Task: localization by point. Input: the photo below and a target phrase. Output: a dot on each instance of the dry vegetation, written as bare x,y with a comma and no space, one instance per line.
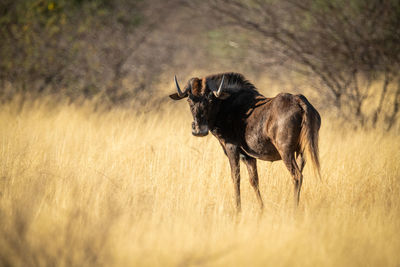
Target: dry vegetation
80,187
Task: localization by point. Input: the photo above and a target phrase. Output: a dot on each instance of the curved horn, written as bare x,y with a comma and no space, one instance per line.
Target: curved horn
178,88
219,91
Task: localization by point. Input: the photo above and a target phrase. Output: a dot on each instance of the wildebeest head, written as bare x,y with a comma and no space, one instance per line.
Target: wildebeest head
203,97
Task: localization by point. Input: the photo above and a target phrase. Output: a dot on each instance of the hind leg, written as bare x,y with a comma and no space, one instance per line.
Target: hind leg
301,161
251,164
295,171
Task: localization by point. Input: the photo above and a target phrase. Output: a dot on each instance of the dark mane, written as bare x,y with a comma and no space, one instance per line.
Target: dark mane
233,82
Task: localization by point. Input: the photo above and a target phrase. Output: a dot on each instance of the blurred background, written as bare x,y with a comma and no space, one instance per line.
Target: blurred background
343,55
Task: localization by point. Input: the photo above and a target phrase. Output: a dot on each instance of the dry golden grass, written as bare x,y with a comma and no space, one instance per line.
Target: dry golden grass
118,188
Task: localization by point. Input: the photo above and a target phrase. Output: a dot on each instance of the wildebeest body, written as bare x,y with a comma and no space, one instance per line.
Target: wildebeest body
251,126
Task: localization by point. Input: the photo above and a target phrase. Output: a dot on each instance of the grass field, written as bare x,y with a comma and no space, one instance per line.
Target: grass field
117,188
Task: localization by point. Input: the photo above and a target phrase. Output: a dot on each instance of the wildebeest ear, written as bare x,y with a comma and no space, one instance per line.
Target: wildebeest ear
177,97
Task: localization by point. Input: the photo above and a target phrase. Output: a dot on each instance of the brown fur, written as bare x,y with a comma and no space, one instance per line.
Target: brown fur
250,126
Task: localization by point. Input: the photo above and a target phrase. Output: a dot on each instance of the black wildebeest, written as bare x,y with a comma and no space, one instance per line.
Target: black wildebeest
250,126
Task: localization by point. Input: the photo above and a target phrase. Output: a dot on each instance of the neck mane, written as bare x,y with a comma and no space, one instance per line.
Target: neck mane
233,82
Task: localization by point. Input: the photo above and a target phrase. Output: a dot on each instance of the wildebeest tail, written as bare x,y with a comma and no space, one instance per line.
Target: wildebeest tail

────────────────

Task directions: Render the part of the entries that opens with the line containing "wildebeest body, written" and closes with the last line of the entries as a JSON list of strings, one string per line, with blank lines omitted.

Expected answer:
[
  "Task: localization by point. Input: the photo above and a target phrase. Output: a dot on each instance of the wildebeest body, written as bare x,y with a comma and no space, one instance per line.",
  "Target: wildebeest body",
  "251,126",
  "Task: localization by point. Input: the photo above and a target phrase. Output: a dot on each instance of the grass field, written as bare x,y with a comma and no space, one instance per line.",
  "Target: grass field",
  "117,188",
  "Task: localization by point. Input: the photo above and a target phrase. Output: a dot on each instance of the wildebeest ear, written as bare x,y with a comma and no space, one instance per line.",
  "Target: wildebeest ear",
  "177,97",
  "Task: localization by point. Input: the photo above and a target phrase. Output: a dot on each instance of the brown fur, written as bare x,y with a comma and no space, one instance per line.",
  "Target: brown fur",
  "250,126",
  "Task: localization by point. Input: the photo above and a target phrase. Output: a dot on each instance of the black wildebeest, written as bare x,y with a comma and no space, one instance per line.",
  "Target: black wildebeest",
  "250,126",
  "Task: localization by point. Input: the photo above and a target phrase. Output: a dot on each instance of the neck mane, written as bare x,y with a comma and no space, one instance per line.",
  "Target: neck mane",
  "233,82",
  "Task: localization by point. Input: the photo above and a target phrase. Output: a dot on each instance of the wildebeest tail, written as bare x,y with a comma and no space, one instance per line.",
  "Target: wildebeest tail"
]